— Given passage —

Continuing Q week, we come to the quincunx, a geometric pattern in which five units are arranged in an x shape.  That concept may have sounded complicated because there were too many letter-based phrases in the sentence, but the quincunx will be instantly familiar as the side of a standard six-sided playing die with five spots on it.  The quincunx takes its distinctive name from an ancient coin of the Roman Republic from the second century BC.  The little coin was worth 5/12th of an “as”–the standard bronze Republican coin of the time (which makes me glad I did not have to make change for buyers of that period).

The quincunx shape was popular with the Romans, who were inclined to numerological superstition, and subsequently, during the middle-ages, the shape found its way into many heraldic representations.

Five Fig Leaves in a Quincunx Pattern (known as "Saltire" in Heradlry)

Beyond its use in money, logos, and coats-of-arms, the quincunx shape has long been used for fruit orchards. To quote the Hegarty Webber Partnership, a website created by British garden designers with an eye for history:

Thomas Browne, in his Garden of Cyrus of 1658, claimed that the Persian King Cyrus was the first to plant trees in a quincunx. He also claimed to have discovered that it also appeared in the Hanging Gardens of Babylon. Seventeenth century diarist and garden guru Sir John Evelyn also thought it was the best way to lay out apple and pear trees.

The classical Persian precedent may be doubtful, but the quincunx is a wonderful way to lay out trees. As can be seen in the illustration below, such a staggered arrangement not only creates regular parallel rows (as would a normal four by four arrangement) but additionally creates regular diagonal rows.  A visitor to such an orchard would see a regular row whichever way she looked.  Such layouts create the illusion of more space (since we are used to rows which are perpendicular to each other) but they make it easy for orchard-goers to mistakenly turn down diagonal rows and become lost.

— Data rows —
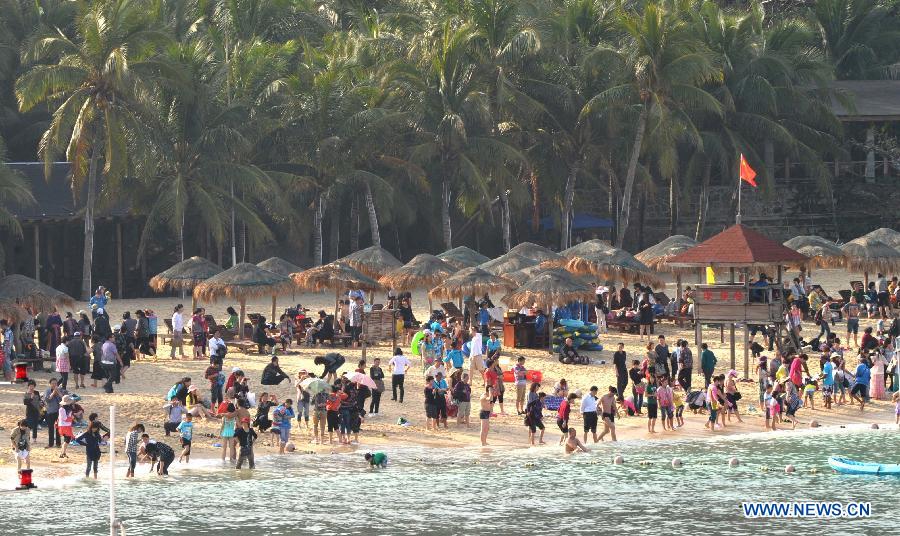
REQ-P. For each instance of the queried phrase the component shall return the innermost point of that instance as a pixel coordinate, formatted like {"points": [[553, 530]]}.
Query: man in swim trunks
{"points": [[487, 407], [608, 412], [573, 444]]}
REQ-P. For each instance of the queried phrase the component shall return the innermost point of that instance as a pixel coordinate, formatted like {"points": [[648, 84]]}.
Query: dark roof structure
{"points": [[54, 195], [872, 100], [737, 247]]}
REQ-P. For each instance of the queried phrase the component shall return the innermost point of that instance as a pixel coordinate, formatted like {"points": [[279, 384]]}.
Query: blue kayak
{"points": [[853, 467]]}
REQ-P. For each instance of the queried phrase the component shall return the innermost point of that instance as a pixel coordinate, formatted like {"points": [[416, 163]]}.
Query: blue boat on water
{"points": [[853, 467]]}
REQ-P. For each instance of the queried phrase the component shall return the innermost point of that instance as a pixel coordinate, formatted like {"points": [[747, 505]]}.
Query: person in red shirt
{"points": [[562, 416]]}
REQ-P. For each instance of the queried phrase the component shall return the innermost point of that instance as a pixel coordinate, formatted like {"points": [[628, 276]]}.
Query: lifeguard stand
{"points": [[742, 251]]}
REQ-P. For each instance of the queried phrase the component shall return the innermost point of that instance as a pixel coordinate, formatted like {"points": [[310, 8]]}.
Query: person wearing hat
{"points": [[245, 437]]}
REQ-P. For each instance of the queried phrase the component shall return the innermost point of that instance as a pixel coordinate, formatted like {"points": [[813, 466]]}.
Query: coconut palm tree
{"points": [[95, 80]]}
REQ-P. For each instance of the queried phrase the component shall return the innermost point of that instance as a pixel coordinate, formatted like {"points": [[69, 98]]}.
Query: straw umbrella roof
{"points": [[510, 262], [613, 263], [185, 275], [463, 257], [870, 255], [373, 261], [335, 275], [471, 282], [424, 270], [242, 282], [279, 266], [657, 257], [885, 235], [23, 290], [822, 253], [530, 250], [553, 286]]}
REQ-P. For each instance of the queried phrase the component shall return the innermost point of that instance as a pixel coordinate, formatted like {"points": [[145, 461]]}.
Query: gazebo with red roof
{"points": [[741, 248]]}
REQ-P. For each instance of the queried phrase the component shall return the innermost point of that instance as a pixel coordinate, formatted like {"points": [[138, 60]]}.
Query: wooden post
{"points": [[37, 251], [241, 323], [120, 270]]}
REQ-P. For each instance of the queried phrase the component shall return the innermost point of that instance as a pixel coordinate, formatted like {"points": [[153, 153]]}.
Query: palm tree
{"points": [[95, 80], [669, 67]]}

— What to produce —
Write down the stretch of the quincunx passage from "The classical Persian" through "and become lost.", word for word. Rely only on the passage about the quincunx.

— Result —
The classical Persian precedent may be doubtful, but the quincunx is a wonderful way to lay out trees. As can be seen in the illustration below, such a staggered arrangement not only creates regular parallel rows (as would a normal four by four arrangement) but additionally creates regular diagonal rows.  A visitor to such an orchard would see a regular row whichever way she looked.  Such layouts create the illusion of more space (since we are used to rows which are perpendicular to each other) but they make it easy for orchard-goers to mistakenly turn down diagonal rows and become lost.